» **DATASET ENTRIES**:
Segment Open

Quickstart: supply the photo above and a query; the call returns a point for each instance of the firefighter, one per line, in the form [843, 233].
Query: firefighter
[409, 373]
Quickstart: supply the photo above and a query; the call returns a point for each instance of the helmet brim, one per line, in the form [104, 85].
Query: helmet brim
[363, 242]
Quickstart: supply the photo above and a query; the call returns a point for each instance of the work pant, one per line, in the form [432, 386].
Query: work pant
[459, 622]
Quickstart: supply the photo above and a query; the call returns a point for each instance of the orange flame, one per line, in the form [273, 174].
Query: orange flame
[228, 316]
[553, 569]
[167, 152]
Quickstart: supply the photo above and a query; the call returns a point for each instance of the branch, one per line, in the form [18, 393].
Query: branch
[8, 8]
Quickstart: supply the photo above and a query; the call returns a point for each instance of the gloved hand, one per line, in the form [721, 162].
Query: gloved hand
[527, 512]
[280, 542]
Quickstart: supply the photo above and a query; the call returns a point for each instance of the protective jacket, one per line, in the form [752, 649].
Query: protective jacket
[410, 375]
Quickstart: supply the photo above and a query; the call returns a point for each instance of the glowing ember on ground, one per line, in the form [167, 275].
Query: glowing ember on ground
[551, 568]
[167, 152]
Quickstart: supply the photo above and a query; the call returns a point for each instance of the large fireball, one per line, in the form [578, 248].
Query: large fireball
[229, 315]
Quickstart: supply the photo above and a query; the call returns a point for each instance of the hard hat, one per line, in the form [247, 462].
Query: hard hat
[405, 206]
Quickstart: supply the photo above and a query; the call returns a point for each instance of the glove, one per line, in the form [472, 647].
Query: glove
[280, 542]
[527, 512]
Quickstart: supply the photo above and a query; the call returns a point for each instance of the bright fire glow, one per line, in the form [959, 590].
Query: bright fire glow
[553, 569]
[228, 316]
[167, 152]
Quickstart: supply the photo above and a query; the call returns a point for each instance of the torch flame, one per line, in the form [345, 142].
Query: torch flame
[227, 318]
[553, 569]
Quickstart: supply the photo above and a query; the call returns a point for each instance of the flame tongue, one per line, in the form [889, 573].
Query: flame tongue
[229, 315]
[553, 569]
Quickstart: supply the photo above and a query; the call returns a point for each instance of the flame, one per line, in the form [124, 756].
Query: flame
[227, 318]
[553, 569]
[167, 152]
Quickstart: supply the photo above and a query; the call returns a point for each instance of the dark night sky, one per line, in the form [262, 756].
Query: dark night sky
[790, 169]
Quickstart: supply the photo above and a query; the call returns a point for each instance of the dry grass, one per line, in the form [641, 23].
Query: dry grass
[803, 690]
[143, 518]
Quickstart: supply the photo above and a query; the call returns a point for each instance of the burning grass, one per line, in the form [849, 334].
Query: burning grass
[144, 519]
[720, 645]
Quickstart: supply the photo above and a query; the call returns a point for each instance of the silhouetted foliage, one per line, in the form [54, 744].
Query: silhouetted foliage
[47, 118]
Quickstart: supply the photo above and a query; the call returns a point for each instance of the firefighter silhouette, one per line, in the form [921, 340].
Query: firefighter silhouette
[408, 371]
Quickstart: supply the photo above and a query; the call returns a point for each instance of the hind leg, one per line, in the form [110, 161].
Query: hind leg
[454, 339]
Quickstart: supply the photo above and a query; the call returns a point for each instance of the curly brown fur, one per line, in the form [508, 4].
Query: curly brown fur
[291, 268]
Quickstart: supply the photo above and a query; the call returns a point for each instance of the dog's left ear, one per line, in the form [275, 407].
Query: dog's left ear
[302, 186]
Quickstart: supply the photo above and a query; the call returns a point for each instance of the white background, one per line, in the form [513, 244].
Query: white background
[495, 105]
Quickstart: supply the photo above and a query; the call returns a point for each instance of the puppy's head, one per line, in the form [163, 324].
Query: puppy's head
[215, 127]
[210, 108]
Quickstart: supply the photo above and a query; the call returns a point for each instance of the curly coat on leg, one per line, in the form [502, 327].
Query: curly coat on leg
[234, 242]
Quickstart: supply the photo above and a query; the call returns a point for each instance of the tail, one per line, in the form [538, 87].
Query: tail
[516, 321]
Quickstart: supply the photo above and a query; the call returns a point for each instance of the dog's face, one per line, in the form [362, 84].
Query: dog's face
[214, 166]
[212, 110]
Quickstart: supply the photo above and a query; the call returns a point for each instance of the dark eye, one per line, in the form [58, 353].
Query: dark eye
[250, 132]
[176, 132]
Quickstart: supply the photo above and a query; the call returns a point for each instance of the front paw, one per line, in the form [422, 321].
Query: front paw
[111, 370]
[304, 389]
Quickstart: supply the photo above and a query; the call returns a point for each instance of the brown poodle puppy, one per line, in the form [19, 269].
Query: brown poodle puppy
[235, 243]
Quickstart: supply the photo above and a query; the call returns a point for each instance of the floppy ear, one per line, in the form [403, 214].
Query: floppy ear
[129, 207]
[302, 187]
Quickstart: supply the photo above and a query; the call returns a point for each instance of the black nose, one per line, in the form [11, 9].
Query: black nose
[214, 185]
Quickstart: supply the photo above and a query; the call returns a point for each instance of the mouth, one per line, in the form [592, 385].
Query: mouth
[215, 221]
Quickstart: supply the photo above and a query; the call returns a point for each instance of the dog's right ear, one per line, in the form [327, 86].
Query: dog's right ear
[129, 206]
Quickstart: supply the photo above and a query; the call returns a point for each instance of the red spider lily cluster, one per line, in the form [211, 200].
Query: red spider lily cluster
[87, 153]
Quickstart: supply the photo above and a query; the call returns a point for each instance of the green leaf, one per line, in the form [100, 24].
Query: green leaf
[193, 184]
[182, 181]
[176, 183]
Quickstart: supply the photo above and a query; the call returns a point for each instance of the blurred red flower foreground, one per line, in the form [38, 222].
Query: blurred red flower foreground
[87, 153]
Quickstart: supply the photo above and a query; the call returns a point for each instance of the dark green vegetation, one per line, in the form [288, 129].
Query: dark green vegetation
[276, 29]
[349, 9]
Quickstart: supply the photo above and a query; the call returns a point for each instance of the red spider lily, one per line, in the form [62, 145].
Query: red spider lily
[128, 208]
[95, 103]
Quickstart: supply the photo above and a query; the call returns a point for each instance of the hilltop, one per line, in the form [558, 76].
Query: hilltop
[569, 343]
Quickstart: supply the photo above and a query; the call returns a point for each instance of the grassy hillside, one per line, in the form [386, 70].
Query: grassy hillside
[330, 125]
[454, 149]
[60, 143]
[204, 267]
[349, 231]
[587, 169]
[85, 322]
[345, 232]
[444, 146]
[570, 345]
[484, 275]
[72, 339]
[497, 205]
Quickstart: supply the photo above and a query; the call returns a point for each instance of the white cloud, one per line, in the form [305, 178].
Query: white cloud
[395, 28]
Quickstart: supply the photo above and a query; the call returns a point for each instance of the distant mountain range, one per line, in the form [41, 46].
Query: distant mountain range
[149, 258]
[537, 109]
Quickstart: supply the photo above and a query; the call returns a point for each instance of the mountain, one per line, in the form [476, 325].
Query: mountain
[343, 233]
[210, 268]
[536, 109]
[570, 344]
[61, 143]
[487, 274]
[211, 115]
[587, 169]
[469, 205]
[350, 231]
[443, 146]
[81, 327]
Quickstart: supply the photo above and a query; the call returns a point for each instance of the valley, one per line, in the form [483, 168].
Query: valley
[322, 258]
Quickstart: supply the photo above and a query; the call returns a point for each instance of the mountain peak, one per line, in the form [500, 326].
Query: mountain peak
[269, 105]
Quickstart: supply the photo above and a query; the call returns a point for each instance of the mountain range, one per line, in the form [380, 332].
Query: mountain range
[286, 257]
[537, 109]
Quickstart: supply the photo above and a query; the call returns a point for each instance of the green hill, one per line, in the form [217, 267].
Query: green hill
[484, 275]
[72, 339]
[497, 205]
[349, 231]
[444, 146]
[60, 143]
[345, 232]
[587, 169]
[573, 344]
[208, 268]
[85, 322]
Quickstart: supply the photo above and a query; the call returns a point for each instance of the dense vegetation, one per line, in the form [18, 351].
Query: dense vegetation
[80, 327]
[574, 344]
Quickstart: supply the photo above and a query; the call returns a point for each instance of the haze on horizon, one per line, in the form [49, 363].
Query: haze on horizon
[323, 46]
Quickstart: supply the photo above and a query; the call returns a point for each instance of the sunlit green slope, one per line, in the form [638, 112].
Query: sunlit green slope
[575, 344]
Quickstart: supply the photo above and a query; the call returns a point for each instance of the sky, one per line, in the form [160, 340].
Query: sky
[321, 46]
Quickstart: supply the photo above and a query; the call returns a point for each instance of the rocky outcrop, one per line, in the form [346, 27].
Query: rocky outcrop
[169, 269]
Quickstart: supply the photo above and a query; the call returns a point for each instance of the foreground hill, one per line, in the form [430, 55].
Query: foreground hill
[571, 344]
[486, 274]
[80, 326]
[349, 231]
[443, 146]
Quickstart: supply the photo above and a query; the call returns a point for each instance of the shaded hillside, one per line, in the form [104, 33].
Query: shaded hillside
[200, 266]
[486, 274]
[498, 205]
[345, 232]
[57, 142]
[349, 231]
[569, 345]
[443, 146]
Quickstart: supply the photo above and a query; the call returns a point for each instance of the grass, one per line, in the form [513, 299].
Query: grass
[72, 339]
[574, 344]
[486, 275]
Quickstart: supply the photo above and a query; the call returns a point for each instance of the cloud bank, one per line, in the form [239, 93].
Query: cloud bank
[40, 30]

Segment Closed

» **TASK STATEMENT**: Each line from the top of the records through the one with "form [721, 162]." should be returned exactly. Leave out everything else.

» **SOLUTION FOR THIS EXERCISE**:
Quickstart: supply the photo above and a query; the call returns a point for each instance of the firefighter, one per line, in the form [843, 233].
Query: firefighter
[409, 373]
Quickstart: supply the photo above and a query; the call returns a point for each instance of the helmet brim, one per line, in the form [104, 85].
Query: helmet brim
[363, 242]
Quickstart: supply the photo above and a query; the call returns a point for each instance of the work pant, one per line, in the form [432, 386].
Query: work pant
[459, 622]
Quickstart: supply the photo above and a query; the call returns a point for each instance of the orange flame, one per line, in the form [273, 174].
Query: orange flame
[228, 316]
[553, 569]
[167, 152]
Quickstart: supply the photo above and a query; the call returns a point for each instance of the branch, one per line, in the form [18, 393].
Query: branch
[8, 8]
Quickstart: supply the photo above and a query; the call returns a point for each instance of the gloved hand, one per line, in the form [721, 162].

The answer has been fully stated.